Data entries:
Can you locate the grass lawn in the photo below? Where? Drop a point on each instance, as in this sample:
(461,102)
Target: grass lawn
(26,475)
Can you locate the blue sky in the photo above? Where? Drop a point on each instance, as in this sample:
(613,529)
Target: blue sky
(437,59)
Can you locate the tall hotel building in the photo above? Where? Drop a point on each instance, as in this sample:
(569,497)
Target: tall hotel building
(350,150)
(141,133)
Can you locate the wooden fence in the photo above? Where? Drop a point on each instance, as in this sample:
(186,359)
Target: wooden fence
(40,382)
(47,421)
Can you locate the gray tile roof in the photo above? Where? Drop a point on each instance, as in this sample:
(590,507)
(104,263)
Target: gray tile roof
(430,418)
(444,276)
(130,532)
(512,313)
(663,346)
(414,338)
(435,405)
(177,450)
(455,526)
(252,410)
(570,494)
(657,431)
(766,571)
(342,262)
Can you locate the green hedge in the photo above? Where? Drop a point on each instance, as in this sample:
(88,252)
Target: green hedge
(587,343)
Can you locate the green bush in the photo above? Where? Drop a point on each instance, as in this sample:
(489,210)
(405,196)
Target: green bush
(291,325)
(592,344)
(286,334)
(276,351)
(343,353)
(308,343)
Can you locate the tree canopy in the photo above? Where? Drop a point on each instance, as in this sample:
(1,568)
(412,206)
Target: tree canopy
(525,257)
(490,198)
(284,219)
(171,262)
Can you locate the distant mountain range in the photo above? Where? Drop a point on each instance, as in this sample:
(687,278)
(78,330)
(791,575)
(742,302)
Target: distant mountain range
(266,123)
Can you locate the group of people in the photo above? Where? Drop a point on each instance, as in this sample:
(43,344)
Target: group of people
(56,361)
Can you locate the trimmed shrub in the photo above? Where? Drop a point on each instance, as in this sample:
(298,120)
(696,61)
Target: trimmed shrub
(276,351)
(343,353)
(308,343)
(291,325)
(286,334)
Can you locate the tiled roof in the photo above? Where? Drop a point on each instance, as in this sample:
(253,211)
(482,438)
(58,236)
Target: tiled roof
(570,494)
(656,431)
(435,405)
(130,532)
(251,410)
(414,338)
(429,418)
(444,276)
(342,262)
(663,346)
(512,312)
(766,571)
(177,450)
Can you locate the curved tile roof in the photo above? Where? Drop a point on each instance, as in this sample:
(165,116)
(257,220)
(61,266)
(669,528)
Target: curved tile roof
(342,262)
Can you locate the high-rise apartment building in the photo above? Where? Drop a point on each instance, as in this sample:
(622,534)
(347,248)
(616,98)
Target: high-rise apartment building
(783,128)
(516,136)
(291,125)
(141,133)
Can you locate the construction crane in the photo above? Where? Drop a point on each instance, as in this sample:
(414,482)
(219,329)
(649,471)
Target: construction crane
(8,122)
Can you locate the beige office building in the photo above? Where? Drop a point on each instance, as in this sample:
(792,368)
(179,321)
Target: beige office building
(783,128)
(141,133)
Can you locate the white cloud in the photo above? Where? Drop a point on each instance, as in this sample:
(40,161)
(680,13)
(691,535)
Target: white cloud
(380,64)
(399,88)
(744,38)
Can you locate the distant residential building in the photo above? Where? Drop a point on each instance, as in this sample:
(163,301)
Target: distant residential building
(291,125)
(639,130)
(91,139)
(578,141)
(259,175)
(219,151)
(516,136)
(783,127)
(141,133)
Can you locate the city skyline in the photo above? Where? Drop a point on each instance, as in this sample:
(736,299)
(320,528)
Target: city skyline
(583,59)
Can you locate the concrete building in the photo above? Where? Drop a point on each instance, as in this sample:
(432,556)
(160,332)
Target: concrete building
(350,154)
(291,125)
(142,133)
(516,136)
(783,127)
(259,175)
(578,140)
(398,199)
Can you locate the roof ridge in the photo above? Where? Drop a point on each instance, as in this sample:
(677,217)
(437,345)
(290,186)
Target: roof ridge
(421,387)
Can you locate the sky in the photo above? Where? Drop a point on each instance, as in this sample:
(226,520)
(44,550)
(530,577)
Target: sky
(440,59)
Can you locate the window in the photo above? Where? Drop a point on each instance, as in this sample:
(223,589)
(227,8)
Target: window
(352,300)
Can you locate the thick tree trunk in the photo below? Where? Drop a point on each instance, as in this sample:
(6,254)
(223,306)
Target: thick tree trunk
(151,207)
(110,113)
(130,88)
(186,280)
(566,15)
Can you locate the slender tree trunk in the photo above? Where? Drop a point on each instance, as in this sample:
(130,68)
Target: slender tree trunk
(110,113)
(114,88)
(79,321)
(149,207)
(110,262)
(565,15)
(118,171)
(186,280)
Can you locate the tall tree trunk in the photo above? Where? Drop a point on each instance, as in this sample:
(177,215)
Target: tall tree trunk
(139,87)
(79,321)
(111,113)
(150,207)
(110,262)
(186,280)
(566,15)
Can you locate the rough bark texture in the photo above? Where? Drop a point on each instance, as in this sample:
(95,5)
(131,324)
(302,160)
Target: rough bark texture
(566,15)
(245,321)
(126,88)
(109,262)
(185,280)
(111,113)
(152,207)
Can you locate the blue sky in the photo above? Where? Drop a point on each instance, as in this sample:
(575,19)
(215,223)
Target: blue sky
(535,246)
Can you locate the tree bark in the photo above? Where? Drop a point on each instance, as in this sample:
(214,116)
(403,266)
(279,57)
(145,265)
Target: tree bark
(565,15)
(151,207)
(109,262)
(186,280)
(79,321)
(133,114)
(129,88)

#### GIVEN REQUEST:
Type out the whole listing above again, exactly as it stands.

#### TASK RESULT:
Can you locate the grass lawn in the photo below? Where? Drop a point on each instance, as in this sample:
(461,102)
Target: grass lawn
(26,475)
Can you locate the blue sky in the photo above? Where? Drop a point on each instance, as in this sample:
(613,529)
Target: blue sky
(437,59)
Can you locate the tall hotel building in the photo above? Where? Drop a point on each instance, as in this sample:
(569,497)
Target: tall hotel building
(350,150)
(141,133)
Can you locate the wooden fence in the photo above? Where? Drop a point on each instance, as in this sample:
(186,359)
Target: wooden fence
(40,382)
(47,421)
Can you locate the gray tile roof in the photo above? Where? Drop a point on each instance, as in this sample:
(590,507)
(104,263)
Target: gray tile roof
(430,418)
(444,276)
(130,532)
(512,313)
(663,346)
(414,338)
(435,405)
(177,450)
(455,526)
(252,410)
(570,494)
(657,431)
(766,571)
(342,262)
Can you locate the green hedge in the photo above? Where? Drop a point on each instance, as in this sample:
(88,252)
Target: green hedge
(587,343)
Can you locate the green bush in the photo above? Where? Drop a point on each instance, as in this sample:
(489,210)
(405,196)
Target: green bush
(291,325)
(592,344)
(286,334)
(276,351)
(343,353)
(308,343)
Can you locate the tree canopy in the photo above? Where? Drop a point on each instance, as in this sample:
(1,568)
(412,206)
Target: tree canopy
(525,257)
(490,198)
(284,219)
(171,262)
Can you locate the distant mountain range in the photo above? Where? Drop a point on each instance, as in this sample:
(687,278)
(78,330)
(791,575)
(742,302)
Target: distant mountain range
(266,123)
Can you locate the group of people in the photo above? Where? Drop a point on each instance, as in this sample:
(43,344)
Target: group of people
(56,361)
Can you locate the trimmed shrub in the photo above? Where? Drop a point on each instance, as in this sample:
(298,120)
(696,61)
Target: trimmed shrub
(276,351)
(343,353)
(308,343)
(291,325)
(286,334)
Can you locate the tiled roof in the photo above? Where? Drop a point on each instance, as in this sample:
(253,211)
(482,438)
(58,236)
Target: tiled roof
(570,494)
(656,431)
(435,405)
(130,532)
(251,410)
(414,338)
(429,418)
(444,276)
(342,262)
(663,346)
(512,312)
(766,571)
(177,450)
Can you locate the curved tile roof in the photo above? Where? Drop a point on each instance, as in this sample:
(165,116)
(257,220)
(61,266)
(669,528)
Target: curved tile roof
(342,262)
Can you locate the high-rise apartment building in the photo above? Where? Drop a point on each instance, as in this sample:
(622,534)
(347,248)
(616,98)
Target: high-rise apartment building
(783,128)
(516,136)
(291,125)
(141,133)
Can you locate the construction crane in the photo above? Where? Drop a point on each instance, as in this sample:
(414,482)
(219,329)
(649,471)
Target: construction crane
(8,122)
Can you locate the beige office building in the photo above? Where? Drop a point on each instance, as in this sample:
(792,368)
(179,321)
Target: beige office building
(783,128)
(141,133)
Can you locate the white cloud in the photo above? Where? Drop a point on each instance, as in this sample:
(40,161)
(680,13)
(691,535)
Target: white cloud
(380,64)
(399,88)
(744,38)
Can you locate the distant residential building in the photo above? Where? Drop a point on each instance, as in this sample:
(163,301)
Target: distant residential building
(291,125)
(639,130)
(91,139)
(578,141)
(259,175)
(219,151)
(516,136)
(783,127)
(141,133)
Can you locate the city skyline in the photo above? Where? Drop a point on each instance, as in this sample:
(736,299)
(320,528)
Target: city skyline
(583,59)
Can you locate the concrete building in the photo above? Where? Drop a point on each instance, as in this sample:
(432,556)
(160,332)
Target: concrete building
(350,154)
(291,125)
(142,133)
(516,136)
(783,127)
(259,175)
(578,140)
(398,199)
Can you locate the roof ridge in the photo above? Where? Drop a point on each instance, as in this sample:
(677,217)
(437,345)
(290,186)
Target: roof ridge
(421,387)
Can you locate the sky in the photo above? Where? Drop a point on each instance, as in this sample:
(226,520)
(44,550)
(530,577)
Target: sky
(440,59)
Can you locate the window in the photo above? Where? Drop a point on each instance, as in this sample:
(223,589)
(227,8)
Target: window
(352,300)
Can you locate the thick tree trunk in the photo below? Where? Drop a point on each instance, as in this sample:
(6,254)
(223,306)
Target: thick tree trunk
(151,207)
(110,113)
(130,88)
(186,280)
(566,15)
Can you locate the slender tree trunk in the photo above? Where? Drop a point on each instance, as in this sample:
(130,68)
Target: slender tree trunk
(110,113)
(114,88)
(79,321)
(149,207)
(110,262)
(565,15)
(118,171)
(186,280)
Can you locate the tall tree trunk in the photo above? Where? Drop a point on each instance, as in this sample:
(177,215)
Target: tall tree trunk
(139,87)
(79,321)
(111,113)
(150,207)
(110,262)
(186,280)
(566,15)
Can you locate the rough bark texture in the photo above? Where? Drop a point on each instance, as in this sample:
(95,5)
(131,324)
(302,160)
Target: rough bark texture
(566,15)
(245,321)
(126,88)
(109,262)
(185,280)
(111,113)
(152,207)
Can you locate the blue sky in the photo above? Where? Drop a point on each instance, as in this sample:
(575,19)
(215,223)
Target: blue sky
(535,246)
Can you locate the tree bark in the photo above? Where? Drop a point on each instance, as in this sample:
(214,116)
(403,266)
(279,57)
(145,265)
Target: tree bark
(565,15)
(151,207)
(109,262)
(186,280)
(79,321)
(133,114)
(129,88)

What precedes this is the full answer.